## What to do
Please gather every line in the records below that contains the word "twin", copying each line in full. Case counts when matching.

>> Start Input records

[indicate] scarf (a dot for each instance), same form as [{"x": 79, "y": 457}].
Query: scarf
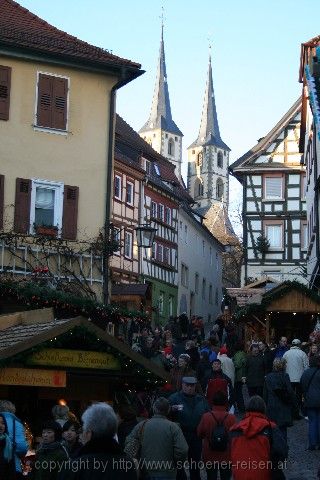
[{"x": 7, "y": 449}]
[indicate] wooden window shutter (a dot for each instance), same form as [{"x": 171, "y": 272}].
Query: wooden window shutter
[
  {"x": 5, "y": 83},
  {"x": 59, "y": 108},
  {"x": 70, "y": 212},
  {"x": 22, "y": 205},
  {"x": 45, "y": 101},
  {"x": 1, "y": 200}
]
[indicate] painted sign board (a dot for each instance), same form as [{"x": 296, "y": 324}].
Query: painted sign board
[
  {"x": 30, "y": 377},
  {"x": 74, "y": 358}
]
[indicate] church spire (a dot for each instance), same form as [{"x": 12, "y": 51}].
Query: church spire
[
  {"x": 160, "y": 115},
  {"x": 209, "y": 133}
]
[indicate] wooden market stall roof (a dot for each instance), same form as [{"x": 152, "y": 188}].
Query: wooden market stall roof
[
  {"x": 292, "y": 298},
  {"x": 22, "y": 331}
]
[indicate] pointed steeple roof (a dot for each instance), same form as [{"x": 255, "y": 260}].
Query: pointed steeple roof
[
  {"x": 160, "y": 115},
  {"x": 209, "y": 133}
]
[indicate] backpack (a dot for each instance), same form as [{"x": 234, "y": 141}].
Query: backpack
[
  {"x": 219, "y": 437},
  {"x": 215, "y": 385}
]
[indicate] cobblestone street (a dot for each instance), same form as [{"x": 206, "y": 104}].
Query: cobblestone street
[{"x": 302, "y": 464}]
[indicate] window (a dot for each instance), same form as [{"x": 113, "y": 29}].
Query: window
[
  {"x": 303, "y": 185},
  {"x": 157, "y": 169},
  {"x": 198, "y": 188},
  {"x": 273, "y": 187},
  {"x": 118, "y": 187},
  {"x": 166, "y": 255},
  {"x": 128, "y": 244},
  {"x": 168, "y": 215},
  {"x": 203, "y": 289},
  {"x": 170, "y": 305},
  {"x": 196, "y": 283},
  {"x": 117, "y": 238},
  {"x": 130, "y": 193},
  {"x": 160, "y": 212},
  {"x": 148, "y": 167},
  {"x": 274, "y": 233},
  {"x": 161, "y": 302},
  {"x": 304, "y": 235},
  {"x": 153, "y": 209},
  {"x": 171, "y": 147},
  {"x": 219, "y": 189},
  {"x": 5, "y": 84},
  {"x": 160, "y": 253},
  {"x": 154, "y": 250},
  {"x": 217, "y": 297},
  {"x": 46, "y": 204},
  {"x": 199, "y": 159},
  {"x": 52, "y": 102},
  {"x": 210, "y": 294},
  {"x": 184, "y": 275}
]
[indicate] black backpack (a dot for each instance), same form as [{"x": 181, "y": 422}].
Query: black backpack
[{"x": 219, "y": 438}]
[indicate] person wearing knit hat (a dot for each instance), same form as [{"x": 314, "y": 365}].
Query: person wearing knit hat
[
  {"x": 50, "y": 452},
  {"x": 183, "y": 369},
  {"x": 227, "y": 365}
]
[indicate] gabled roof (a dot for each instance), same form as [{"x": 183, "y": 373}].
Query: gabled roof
[
  {"x": 160, "y": 115},
  {"x": 129, "y": 139},
  {"x": 263, "y": 144},
  {"x": 209, "y": 133},
  {"x": 21, "y": 29},
  {"x": 217, "y": 220},
  {"x": 19, "y": 338}
]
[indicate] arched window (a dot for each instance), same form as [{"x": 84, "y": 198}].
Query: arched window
[
  {"x": 198, "y": 188},
  {"x": 219, "y": 189},
  {"x": 170, "y": 147},
  {"x": 199, "y": 159}
]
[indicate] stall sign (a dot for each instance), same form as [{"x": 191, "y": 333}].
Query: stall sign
[
  {"x": 74, "y": 358},
  {"x": 33, "y": 377}
]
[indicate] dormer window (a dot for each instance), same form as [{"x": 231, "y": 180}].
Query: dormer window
[
  {"x": 170, "y": 147},
  {"x": 199, "y": 159}
]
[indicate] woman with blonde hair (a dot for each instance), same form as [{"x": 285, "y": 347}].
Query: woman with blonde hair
[{"x": 279, "y": 396}]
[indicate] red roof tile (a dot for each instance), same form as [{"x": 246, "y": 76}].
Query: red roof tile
[{"x": 21, "y": 28}]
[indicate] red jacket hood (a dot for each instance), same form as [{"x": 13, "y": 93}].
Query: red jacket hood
[{"x": 253, "y": 423}]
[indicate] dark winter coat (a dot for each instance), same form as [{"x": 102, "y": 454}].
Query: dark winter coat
[
  {"x": 17, "y": 435},
  {"x": 124, "y": 429},
  {"x": 311, "y": 393},
  {"x": 101, "y": 459},
  {"x": 278, "y": 410},
  {"x": 194, "y": 406},
  {"x": 205, "y": 428},
  {"x": 255, "y": 370},
  {"x": 7, "y": 468},
  {"x": 53, "y": 454}
]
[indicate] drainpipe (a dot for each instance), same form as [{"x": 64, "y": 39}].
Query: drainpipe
[{"x": 127, "y": 75}]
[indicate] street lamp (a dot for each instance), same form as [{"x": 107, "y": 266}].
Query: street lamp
[{"x": 145, "y": 235}]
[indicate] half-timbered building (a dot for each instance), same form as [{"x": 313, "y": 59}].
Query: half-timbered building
[
  {"x": 310, "y": 147},
  {"x": 274, "y": 204}
]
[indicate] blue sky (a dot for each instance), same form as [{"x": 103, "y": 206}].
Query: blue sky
[{"x": 255, "y": 57}]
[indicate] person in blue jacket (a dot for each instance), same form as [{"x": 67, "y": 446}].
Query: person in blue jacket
[
  {"x": 16, "y": 433},
  {"x": 187, "y": 408}
]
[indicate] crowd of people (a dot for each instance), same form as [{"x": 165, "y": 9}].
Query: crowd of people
[{"x": 225, "y": 410}]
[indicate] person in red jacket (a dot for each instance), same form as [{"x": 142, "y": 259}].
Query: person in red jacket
[
  {"x": 251, "y": 439},
  {"x": 216, "y": 460}
]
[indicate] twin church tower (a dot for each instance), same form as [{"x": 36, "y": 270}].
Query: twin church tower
[{"x": 208, "y": 155}]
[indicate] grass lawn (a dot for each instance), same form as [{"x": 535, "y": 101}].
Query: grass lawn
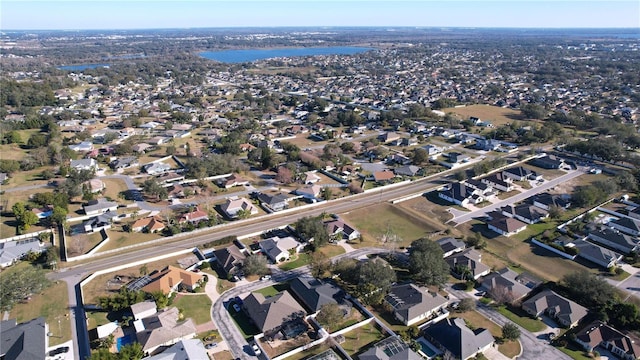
[
  {"x": 357, "y": 340},
  {"x": 196, "y": 307},
  {"x": 509, "y": 348},
  {"x": 376, "y": 221},
  {"x": 520, "y": 318},
  {"x": 52, "y": 304}
]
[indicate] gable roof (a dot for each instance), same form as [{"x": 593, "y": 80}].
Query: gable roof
[
  {"x": 269, "y": 313},
  {"x": 314, "y": 293},
  {"x": 564, "y": 308},
  {"x": 410, "y": 301},
  {"x": 24, "y": 341},
  {"x": 391, "y": 348},
  {"x": 455, "y": 336},
  {"x": 170, "y": 277},
  {"x": 163, "y": 328}
]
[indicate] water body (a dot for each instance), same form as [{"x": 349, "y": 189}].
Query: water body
[
  {"x": 81, "y": 67},
  {"x": 240, "y": 56}
]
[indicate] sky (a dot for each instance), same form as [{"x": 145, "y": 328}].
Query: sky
[{"x": 154, "y": 14}]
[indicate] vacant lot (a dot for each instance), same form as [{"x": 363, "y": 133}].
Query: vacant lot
[
  {"x": 494, "y": 114},
  {"x": 376, "y": 221}
]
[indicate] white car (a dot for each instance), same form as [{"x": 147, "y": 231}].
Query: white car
[{"x": 256, "y": 349}]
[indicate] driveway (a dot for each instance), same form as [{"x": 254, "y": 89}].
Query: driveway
[{"x": 466, "y": 216}]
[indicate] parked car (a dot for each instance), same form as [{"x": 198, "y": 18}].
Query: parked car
[{"x": 256, "y": 349}]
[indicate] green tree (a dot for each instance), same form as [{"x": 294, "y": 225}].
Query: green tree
[
  {"x": 510, "y": 332},
  {"x": 426, "y": 263},
  {"x": 330, "y": 315},
  {"x": 255, "y": 265}
]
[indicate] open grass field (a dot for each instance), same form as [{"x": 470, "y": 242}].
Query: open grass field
[
  {"x": 52, "y": 304},
  {"x": 375, "y": 221},
  {"x": 197, "y": 307},
  {"x": 508, "y": 348},
  {"x": 494, "y": 114},
  {"x": 357, "y": 340},
  {"x": 100, "y": 285}
]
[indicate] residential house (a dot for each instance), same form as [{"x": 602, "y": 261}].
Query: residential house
[
  {"x": 100, "y": 222},
  {"x": 187, "y": 349},
  {"x": 498, "y": 181},
  {"x": 468, "y": 260},
  {"x": 14, "y": 250},
  {"x": 231, "y": 181},
  {"x": 597, "y": 254},
  {"x": 548, "y": 162},
  {"x": 626, "y": 225},
  {"x": 506, "y": 226},
  {"x": 526, "y": 213},
  {"x": 383, "y": 176},
  {"x": 230, "y": 259},
  {"x": 454, "y": 337},
  {"x": 391, "y": 348},
  {"x": 99, "y": 206},
  {"x": 84, "y": 164},
  {"x": 412, "y": 304},
  {"x": 269, "y": 314},
  {"x": 407, "y": 170},
  {"x": 24, "y": 341},
  {"x": 460, "y": 194},
  {"x": 194, "y": 216},
  {"x": 311, "y": 177},
  {"x": 615, "y": 240},
  {"x": 504, "y": 285},
  {"x": 339, "y": 230},
  {"x": 149, "y": 224},
  {"x": 520, "y": 173},
  {"x": 156, "y": 168},
  {"x": 450, "y": 246},
  {"x": 546, "y": 201},
  {"x": 171, "y": 279},
  {"x": 563, "y": 310},
  {"x": 599, "y": 334},
  {"x": 234, "y": 205},
  {"x": 163, "y": 329},
  {"x": 275, "y": 202},
  {"x": 314, "y": 293},
  {"x": 279, "y": 249},
  {"x": 143, "y": 309},
  {"x": 310, "y": 192}
]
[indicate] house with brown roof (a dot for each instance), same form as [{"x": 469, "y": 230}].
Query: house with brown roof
[
  {"x": 269, "y": 314},
  {"x": 163, "y": 329},
  {"x": 149, "y": 224},
  {"x": 171, "y": 278},
  {"x": 599, "y": 334},
  {"x": 563, "y": 310}
]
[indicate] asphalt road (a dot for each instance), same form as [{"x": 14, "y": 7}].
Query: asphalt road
[
  {"x": 533, "y": 348},
  {"x": 222, "y": 318},
  {"x": 462, "y": 217}
]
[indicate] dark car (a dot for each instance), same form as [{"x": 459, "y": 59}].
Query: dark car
[{"x": 60, "y": 350}]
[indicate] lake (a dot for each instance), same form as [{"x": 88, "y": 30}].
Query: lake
[
  {"x": 240, "y": 56},
  {"x": 81, "y": 67}
]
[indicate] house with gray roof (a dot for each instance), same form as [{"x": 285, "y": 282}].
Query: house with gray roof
[
  {"x": 626, "y": 225},
  {"x": 563, "y": 310},
  {"x": 453, "y": 337},
  {"x": 391, "y": 348},
  {"x": 505, "y": 283},
  {"x": 269, "y": 314},
  {"x": 597, "y": 254},
  {"x": 615, "y": 240},
  {"x": 24, "y": 341},
  {"x": 412, "y": 304},
  {"x": 314, "y": 293}
]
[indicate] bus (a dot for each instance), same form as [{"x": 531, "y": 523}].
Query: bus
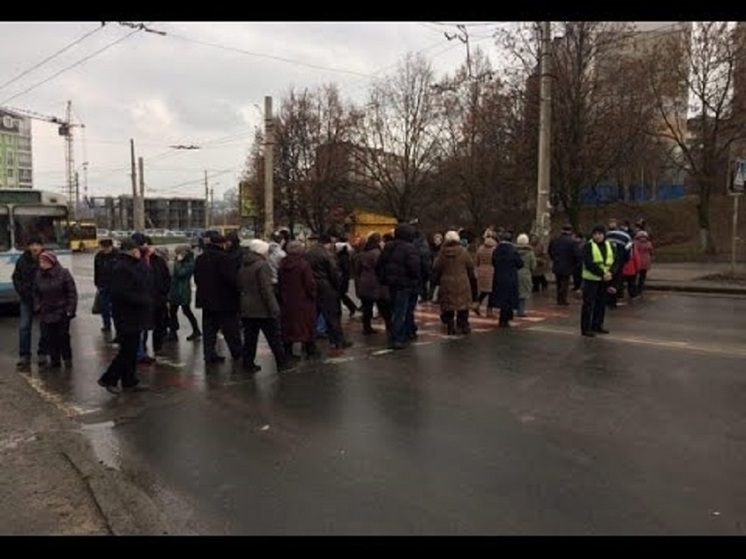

>> End Input records

## Complete response
[indicate] twin church tower (a dot for each instance), same form as [{"x": 36, "y": 270}].
Query: twin church tower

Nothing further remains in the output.